Extract every line of the entries below that contains the string "arched".
━━━━━ TASK INPUT ━━━━━
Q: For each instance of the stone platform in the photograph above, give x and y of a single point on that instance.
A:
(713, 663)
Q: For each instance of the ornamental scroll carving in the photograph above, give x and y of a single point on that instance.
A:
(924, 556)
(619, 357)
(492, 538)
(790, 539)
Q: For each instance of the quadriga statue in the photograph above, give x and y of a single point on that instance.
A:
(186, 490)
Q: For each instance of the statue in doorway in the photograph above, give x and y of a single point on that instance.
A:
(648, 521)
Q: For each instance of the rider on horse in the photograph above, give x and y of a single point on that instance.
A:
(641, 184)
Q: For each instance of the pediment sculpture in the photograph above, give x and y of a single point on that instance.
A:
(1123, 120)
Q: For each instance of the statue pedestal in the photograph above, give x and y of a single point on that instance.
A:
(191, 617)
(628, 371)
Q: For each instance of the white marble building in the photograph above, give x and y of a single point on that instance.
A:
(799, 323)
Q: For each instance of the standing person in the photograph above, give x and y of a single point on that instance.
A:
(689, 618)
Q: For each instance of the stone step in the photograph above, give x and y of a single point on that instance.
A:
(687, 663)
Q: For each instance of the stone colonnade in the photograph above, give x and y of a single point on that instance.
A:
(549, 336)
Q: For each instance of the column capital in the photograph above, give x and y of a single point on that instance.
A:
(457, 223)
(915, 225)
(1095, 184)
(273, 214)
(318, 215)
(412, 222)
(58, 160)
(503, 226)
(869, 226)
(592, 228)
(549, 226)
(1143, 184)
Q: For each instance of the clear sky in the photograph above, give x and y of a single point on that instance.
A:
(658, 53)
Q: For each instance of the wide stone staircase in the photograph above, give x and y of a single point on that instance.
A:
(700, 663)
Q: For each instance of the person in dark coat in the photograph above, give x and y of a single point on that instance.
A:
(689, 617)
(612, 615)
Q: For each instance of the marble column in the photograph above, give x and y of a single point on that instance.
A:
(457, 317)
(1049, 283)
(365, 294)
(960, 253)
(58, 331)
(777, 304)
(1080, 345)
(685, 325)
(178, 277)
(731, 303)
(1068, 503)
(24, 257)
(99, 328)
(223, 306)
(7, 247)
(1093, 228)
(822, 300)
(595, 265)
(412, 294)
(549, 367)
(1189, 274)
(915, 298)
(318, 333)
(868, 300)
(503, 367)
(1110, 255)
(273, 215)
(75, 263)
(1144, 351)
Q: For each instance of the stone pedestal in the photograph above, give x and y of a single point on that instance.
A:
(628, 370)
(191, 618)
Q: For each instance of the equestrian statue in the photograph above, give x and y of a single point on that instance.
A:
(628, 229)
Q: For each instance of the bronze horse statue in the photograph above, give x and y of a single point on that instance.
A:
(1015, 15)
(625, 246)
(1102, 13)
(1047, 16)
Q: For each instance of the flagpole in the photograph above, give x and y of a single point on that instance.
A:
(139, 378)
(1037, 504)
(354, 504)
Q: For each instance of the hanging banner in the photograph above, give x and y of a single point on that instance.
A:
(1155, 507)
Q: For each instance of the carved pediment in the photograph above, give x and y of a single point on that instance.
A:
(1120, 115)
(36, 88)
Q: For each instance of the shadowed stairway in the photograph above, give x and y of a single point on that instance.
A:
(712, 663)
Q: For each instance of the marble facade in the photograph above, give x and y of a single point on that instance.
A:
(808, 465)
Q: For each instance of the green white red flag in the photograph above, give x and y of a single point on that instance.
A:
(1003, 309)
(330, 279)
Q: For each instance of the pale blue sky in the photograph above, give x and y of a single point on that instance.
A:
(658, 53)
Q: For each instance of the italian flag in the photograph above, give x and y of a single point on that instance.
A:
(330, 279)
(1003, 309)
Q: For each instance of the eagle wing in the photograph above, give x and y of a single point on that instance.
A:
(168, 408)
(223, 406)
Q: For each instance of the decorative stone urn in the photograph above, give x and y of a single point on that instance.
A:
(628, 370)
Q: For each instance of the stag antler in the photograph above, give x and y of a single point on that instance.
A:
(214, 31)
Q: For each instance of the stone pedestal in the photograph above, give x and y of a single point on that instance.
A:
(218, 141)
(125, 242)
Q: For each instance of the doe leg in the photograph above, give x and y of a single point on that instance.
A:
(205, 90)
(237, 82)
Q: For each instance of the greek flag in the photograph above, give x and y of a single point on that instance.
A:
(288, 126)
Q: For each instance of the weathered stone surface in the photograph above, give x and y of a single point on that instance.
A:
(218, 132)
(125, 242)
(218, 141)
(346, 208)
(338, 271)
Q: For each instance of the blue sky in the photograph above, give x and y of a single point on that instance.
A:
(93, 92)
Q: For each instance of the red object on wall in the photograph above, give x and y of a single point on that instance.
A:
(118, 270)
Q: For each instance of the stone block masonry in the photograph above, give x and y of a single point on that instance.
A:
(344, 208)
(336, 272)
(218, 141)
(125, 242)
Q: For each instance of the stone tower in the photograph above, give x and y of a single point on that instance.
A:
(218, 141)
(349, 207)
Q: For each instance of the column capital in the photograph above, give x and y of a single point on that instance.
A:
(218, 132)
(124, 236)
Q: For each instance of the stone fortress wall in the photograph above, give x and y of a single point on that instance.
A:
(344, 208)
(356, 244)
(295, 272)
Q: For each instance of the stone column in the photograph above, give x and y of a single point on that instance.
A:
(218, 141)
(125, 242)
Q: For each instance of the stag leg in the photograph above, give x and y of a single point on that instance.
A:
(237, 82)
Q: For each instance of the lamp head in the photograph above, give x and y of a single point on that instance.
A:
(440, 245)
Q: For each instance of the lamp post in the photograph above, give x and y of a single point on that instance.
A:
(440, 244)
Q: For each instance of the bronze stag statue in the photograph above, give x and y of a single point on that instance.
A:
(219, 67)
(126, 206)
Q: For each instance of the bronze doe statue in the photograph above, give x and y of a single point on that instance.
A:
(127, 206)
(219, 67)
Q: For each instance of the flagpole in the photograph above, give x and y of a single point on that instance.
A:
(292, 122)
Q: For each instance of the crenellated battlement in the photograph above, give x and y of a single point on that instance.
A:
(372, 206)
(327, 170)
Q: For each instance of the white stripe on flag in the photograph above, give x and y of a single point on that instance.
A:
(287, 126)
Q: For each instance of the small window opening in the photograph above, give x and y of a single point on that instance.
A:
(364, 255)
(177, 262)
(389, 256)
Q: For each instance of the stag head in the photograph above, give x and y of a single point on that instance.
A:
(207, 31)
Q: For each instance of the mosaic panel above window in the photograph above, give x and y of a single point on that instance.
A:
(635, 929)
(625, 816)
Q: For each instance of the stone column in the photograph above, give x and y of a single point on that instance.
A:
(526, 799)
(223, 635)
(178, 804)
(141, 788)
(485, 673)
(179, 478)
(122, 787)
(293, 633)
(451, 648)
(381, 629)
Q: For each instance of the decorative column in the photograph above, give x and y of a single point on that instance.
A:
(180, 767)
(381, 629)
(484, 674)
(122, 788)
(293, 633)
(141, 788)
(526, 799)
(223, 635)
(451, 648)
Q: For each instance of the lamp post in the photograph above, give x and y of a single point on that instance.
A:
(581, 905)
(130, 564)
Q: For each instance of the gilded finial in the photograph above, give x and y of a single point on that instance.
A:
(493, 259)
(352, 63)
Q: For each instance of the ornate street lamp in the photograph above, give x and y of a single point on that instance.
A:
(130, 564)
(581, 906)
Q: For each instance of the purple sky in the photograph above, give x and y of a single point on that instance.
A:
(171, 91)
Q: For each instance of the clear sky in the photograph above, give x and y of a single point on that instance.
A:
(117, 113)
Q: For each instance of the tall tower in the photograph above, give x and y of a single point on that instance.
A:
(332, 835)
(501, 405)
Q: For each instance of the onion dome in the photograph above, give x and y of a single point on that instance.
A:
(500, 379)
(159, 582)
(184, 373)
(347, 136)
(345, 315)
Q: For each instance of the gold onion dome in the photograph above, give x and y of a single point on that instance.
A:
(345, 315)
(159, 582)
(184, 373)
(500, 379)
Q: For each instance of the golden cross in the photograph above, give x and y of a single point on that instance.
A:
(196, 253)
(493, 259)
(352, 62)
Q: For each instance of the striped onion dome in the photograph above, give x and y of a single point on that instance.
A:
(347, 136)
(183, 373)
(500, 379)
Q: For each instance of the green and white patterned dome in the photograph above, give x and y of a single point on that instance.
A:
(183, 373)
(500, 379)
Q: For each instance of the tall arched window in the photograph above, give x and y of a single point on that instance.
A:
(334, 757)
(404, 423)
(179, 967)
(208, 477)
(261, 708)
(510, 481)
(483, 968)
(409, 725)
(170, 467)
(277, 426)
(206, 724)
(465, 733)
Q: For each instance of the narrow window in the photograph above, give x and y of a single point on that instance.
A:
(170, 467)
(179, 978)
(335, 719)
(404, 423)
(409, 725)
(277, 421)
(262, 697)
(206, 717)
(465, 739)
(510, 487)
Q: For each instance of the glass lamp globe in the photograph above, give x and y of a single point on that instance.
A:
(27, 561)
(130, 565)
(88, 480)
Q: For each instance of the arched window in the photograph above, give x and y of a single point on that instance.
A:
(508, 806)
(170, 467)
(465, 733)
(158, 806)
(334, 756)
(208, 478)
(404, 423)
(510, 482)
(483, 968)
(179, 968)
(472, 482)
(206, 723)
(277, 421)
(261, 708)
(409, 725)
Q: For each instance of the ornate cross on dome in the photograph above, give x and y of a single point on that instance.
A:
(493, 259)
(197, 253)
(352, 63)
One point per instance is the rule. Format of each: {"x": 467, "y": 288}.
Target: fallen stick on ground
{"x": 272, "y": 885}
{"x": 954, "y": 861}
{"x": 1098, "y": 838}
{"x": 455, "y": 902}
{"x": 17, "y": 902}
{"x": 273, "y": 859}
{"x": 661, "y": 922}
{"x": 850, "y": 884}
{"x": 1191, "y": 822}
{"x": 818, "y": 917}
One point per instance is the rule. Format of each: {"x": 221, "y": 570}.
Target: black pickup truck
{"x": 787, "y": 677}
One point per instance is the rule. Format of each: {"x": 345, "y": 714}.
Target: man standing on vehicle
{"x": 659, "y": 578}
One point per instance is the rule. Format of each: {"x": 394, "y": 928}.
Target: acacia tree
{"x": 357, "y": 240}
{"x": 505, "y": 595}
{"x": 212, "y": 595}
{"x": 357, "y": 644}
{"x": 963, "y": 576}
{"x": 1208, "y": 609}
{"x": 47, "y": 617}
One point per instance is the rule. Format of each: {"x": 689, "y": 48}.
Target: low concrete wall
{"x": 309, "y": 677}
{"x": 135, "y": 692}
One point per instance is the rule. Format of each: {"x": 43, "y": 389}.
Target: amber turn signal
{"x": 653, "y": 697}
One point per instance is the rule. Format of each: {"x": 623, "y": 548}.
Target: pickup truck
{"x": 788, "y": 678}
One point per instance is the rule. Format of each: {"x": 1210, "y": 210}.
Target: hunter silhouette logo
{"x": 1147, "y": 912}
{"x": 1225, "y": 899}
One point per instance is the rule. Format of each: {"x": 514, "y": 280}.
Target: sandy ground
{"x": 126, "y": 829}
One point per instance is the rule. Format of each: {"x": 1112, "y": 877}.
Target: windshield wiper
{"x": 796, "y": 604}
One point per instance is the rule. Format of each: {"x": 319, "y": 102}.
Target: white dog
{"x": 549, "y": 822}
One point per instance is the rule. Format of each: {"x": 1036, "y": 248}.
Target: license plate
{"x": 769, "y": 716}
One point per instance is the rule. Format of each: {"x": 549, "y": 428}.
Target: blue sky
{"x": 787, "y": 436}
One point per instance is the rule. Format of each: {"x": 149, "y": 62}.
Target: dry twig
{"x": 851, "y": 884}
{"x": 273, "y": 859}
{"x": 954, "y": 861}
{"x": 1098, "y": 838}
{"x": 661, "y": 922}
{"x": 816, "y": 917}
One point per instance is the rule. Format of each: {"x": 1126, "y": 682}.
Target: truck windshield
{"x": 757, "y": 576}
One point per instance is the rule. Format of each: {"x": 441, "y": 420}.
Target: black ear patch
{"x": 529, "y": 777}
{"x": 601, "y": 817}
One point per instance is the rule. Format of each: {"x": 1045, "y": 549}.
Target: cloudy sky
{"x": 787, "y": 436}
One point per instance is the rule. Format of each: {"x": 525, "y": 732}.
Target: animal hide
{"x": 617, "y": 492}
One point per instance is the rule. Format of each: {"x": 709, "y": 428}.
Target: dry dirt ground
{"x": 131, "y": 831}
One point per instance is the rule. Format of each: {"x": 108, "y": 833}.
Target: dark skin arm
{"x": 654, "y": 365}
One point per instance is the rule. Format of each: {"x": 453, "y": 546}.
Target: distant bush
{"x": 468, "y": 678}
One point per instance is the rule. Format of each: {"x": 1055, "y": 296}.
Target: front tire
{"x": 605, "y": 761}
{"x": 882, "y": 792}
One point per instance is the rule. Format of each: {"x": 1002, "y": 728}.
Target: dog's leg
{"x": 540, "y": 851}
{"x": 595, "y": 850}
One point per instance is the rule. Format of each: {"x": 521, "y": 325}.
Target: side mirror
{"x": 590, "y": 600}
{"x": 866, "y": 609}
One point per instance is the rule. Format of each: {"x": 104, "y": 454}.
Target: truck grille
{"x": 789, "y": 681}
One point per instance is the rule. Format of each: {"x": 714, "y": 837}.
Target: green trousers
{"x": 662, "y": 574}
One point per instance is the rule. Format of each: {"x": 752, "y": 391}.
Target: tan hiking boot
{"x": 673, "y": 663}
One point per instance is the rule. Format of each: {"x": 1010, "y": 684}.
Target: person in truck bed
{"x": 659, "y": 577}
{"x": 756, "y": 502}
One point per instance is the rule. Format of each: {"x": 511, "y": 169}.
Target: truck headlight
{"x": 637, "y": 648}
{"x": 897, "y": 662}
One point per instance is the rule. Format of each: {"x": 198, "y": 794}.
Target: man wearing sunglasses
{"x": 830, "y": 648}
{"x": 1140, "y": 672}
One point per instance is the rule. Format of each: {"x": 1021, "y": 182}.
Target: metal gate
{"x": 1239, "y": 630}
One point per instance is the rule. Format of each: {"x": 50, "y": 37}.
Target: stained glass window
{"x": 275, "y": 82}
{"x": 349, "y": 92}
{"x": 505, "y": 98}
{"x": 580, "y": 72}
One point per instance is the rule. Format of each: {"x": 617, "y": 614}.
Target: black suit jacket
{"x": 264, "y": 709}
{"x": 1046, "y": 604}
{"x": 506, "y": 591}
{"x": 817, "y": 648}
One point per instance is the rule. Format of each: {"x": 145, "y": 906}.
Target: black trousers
━━━━━
**PROBLEM SOLUTION:**
Q: For each instance of the tall arched window in the photograph above, give x and y of a single point on that instance.
Q: For each instance of the arched window in the photograph above, give x and y of a single point on that instance.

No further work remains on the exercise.